● INSTRUCTIONS FOR THE TASK
Rewrite every one of the records below with each "place a single pin on each" changed to "mark each one with a single pin", leaving everything else as it is. Leave the pictures out of your answer.
· · · · · · ·
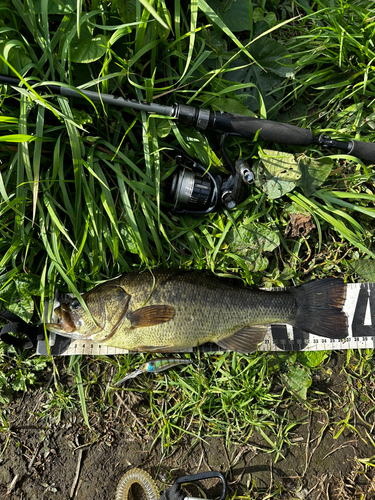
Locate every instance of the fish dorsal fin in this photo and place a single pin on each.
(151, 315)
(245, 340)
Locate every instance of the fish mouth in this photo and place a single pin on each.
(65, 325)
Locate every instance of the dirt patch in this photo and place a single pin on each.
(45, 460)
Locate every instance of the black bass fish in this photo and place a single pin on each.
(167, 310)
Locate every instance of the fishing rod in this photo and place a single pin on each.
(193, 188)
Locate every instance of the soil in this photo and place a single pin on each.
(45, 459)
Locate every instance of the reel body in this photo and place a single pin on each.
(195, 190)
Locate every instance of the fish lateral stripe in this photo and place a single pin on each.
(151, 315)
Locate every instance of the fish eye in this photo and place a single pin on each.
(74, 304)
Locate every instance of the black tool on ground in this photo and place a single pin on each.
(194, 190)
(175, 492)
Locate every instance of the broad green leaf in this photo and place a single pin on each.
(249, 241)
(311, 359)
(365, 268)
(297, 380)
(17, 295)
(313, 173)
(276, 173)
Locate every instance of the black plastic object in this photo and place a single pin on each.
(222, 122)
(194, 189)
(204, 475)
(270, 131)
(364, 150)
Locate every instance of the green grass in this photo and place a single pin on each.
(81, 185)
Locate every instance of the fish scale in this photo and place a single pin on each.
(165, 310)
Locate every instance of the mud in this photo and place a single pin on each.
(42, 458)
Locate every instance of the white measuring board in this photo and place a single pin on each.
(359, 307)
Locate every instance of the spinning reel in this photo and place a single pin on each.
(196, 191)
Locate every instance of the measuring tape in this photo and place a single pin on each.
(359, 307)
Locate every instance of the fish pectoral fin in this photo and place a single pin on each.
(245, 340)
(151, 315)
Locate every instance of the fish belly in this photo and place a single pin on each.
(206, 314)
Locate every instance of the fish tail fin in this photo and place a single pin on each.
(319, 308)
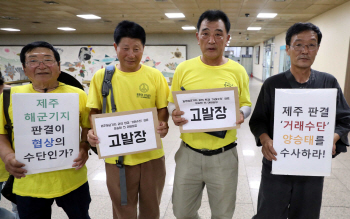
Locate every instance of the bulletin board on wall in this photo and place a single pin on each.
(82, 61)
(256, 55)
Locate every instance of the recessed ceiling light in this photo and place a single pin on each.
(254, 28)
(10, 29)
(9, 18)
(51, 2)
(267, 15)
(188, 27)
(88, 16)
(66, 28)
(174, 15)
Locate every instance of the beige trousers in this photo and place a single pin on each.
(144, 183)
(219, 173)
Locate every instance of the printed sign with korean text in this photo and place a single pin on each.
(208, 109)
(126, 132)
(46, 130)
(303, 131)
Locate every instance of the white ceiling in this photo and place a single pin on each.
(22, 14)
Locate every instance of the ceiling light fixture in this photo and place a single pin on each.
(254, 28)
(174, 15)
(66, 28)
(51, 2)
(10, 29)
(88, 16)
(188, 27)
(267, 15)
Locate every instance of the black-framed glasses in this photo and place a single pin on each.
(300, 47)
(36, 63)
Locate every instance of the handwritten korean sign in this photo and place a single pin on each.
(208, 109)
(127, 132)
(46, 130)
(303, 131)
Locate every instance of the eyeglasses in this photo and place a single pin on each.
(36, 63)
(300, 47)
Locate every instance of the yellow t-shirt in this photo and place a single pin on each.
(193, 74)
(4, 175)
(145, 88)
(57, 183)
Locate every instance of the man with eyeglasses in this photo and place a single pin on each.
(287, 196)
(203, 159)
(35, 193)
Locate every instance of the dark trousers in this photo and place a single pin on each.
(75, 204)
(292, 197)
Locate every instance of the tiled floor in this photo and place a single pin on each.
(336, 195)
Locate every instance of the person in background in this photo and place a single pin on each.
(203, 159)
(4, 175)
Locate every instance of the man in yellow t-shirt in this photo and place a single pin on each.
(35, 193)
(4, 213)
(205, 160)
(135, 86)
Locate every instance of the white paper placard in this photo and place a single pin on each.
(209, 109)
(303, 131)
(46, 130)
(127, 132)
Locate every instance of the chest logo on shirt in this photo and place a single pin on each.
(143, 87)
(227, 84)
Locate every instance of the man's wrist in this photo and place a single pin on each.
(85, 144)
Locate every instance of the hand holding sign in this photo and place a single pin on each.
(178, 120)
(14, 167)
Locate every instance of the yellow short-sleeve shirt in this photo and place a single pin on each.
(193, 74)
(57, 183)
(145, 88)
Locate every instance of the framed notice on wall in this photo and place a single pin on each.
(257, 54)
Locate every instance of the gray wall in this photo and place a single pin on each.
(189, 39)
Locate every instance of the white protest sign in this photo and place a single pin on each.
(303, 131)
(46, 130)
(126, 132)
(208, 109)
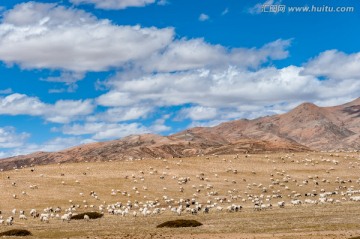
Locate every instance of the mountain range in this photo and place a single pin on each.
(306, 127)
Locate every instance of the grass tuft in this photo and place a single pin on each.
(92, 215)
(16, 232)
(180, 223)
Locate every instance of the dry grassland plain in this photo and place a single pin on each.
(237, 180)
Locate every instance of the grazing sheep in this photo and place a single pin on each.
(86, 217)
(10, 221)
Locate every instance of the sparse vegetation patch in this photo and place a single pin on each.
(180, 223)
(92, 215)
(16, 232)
· · · · · · ·
● COMPLETED EXERCISE
Locate every instance of the fish dorsal fin in this photo and mark each one with a single pin.
(151, 315)
(245, 340)
Locate every instance of the fish mouth in this photo and mark each one with a single pin.
(65, 325)
Locate every instance of the dirt patch in this photo and mark each one with a single pin.
(45, 460)
Locate every instance of the black bass fish in this photo and mark each one with a single pin.
(167, 310)
Locate every instance of the fishing rod in this photo and mark each one with a single pin.
(193, 188)
Locate every instance of the soil in this photo and mark each one with a single pin.
(45, 459)
Locate every instance of the reel body in this photo and mark each one with a single pin.
(195, 190)
Locate every instance of the fish lateral stripe in this photo and mark each one with a single pin.
(151, 315)
Locate every instance of the fish eye in this photo and mark each one with a single pin.
(74, 304)
Locate every instance of the black tool on ground in this photo and mark each one with a single pin.
(194, 190)
(175, 492)
Locate every instance of the broad green leaf in this photo and mark each one with a single pin.
(249, 241)
(311, 359)
(365, 268)
(297, 380)
(17, 295)
(313, 173)
(276, 173)
Locate every instance of the black plastic object in this photo and mark each one with a single pin.
(222, 122)
(194, 189)
(204, 475)
(270, 131)
(364, 150)
Locate every instance of the green grass in this photo and mark each one with a single pin.
(81, 185)
Locate every instance of the fish scale in this photo and mark each one with a single pin.
(165, 310)
Locate every instance of the mud in this photo and mark each one with a single pin.
(42, 458)
Locate every instance of the white measuring board in this photo and mark each one with a single pin.
(359, 307)
Locate every instance of the spinning reel in this photo and mark each one with a single pin.
(196, 191)
Locate every instance of the measuring tape in this photo and mark each one with a single pin.
(359, 307)
Locate every instance of the fish pectoral fin in this photo and mark each one with a single pin.
(245, 340)
(151, 315)
Locate every instance of the fish belly in this photo and mark each one with a single pin.
(206, 314)
Locate every instance of the fish tail fin in this photo and mark each one with a single pin.
(319, 308)
Locate every instance of the bulletin board on wall in this photo and mark each one with a single pin.
(82, 61)
(256, 55)
Locate every instance of the recessed ceiling light in this photo and mark each one with a single pin.
(254, 28)
(10, 29)
(9, 18)
(51, 2)
(267, 15)
(188, 27)
(88, 16)
(66, 28)
(174, 15)
Locate every instance of the beige trousers in this photo and mark each one with a single pin.
(144, 183)
(219, 173)
Locate every instance of the printed sign with korean text in this photo and mark each one with a single pin.
(208, 109)
(126, 132)
(46, 130)
(303, 131)
Locate every instance of the white ceiling in this photo and mark each one with a single pin.
(22, 14)
Locate every instance of the ceiling light fixture in this photo and mark each one with a single pin.
(254, 28)
(174, 15)
(66, 28)
(51, 2)
(10, 29)
(88, 16)
(188, 27)
(267, 15)
Locate every instance of the black-framed glasses in this photo and mark each one with a single pin.
(300, 47)
(36, 63)
Locate every instance of the handwritten korean sign in this photo and mark each one with a single pin.
(208, 109)
(127, 132)
(46, 130)
(303, 131)
Locate every instance of the eyeglasses in this photo and mark each one with a single pin.
(36, 63)
(300, 47)
Locate every instance of the yellow t-shirt in this photo and mark each one with a single pin.
(193, 74)
(4, 175)
(145, 88)
(57, 183)
Locate every instance of the man with eyeglasses in this photo and mark each one with a single pin.
(287, 196)
(203, 159)
(35, 193)
Locate every instance of the dark trousers in this photo and mark each one with a single pin.
(75, 204)
(292, 197)
Locate every instance of the tiled floor in this photo and mark each one with a single pin.
(336, 195)
Locate every instance of the person in background in this photo and mark each one with a single pin.
(203, 159)
(4, 175)
Locate every instance of the man in yellow t-shirt in this photo and mark each one with a single pin.
(35, 193)
(4, 213)
(205, 160)
(135, 86)
Locate every instance of the white paper placard in this photo and mark each one with a single pin.
(209, 109)
(303, 131)
(46, 130)
(127, 132)
Locate every instance of the chest logo on shirt in this photo and mark each one with a single pin.
(143, 87)
(227, 84)
Locate every instance of the man's wrist in this photo and mark each one with a single pin.
(85, 144)
Locate every instance of the hand holding sign in this photo and mark each one with a single pin.
(178, 120)
(14, 167)
Locate every instance of the yellow short-sleeve shirt in this photo and mark each one with a single pin.
(193, 74)
(57, 183)
(145, 88)
Locate every instance of the framed notice on wall in this photo and mark each one with a single pin.
(257, 54)
Locate every instance of the gray wall in this photo and mark each one with a single pin.
(189, 39)
Locate every instance of the white protest sign in this photo and mark each one with a single pin.
(303, 131)
(46, 130)
(126, 132)
(208, 109)
Locate every instance of the mountain range in this photo and mark each one with a single pin.
(306, 127)
Locate every instance of the grass tuft in this photo and mark each one with a single pin.
(92, 215)
(16, 232)
(180, 223)
Locate every instance of the dry grassland plain in this photo and mark each one with a single pin.
(237, 180)
Locate every instance of the grazing sheep in this photo and mark each one with a single pin.
(86, 217)
(10, 221)
Locate every instance of the sparse vegetation patch in this photo and mark each one with a single pin.
(180, 223)
(92, 215)
(16, 232)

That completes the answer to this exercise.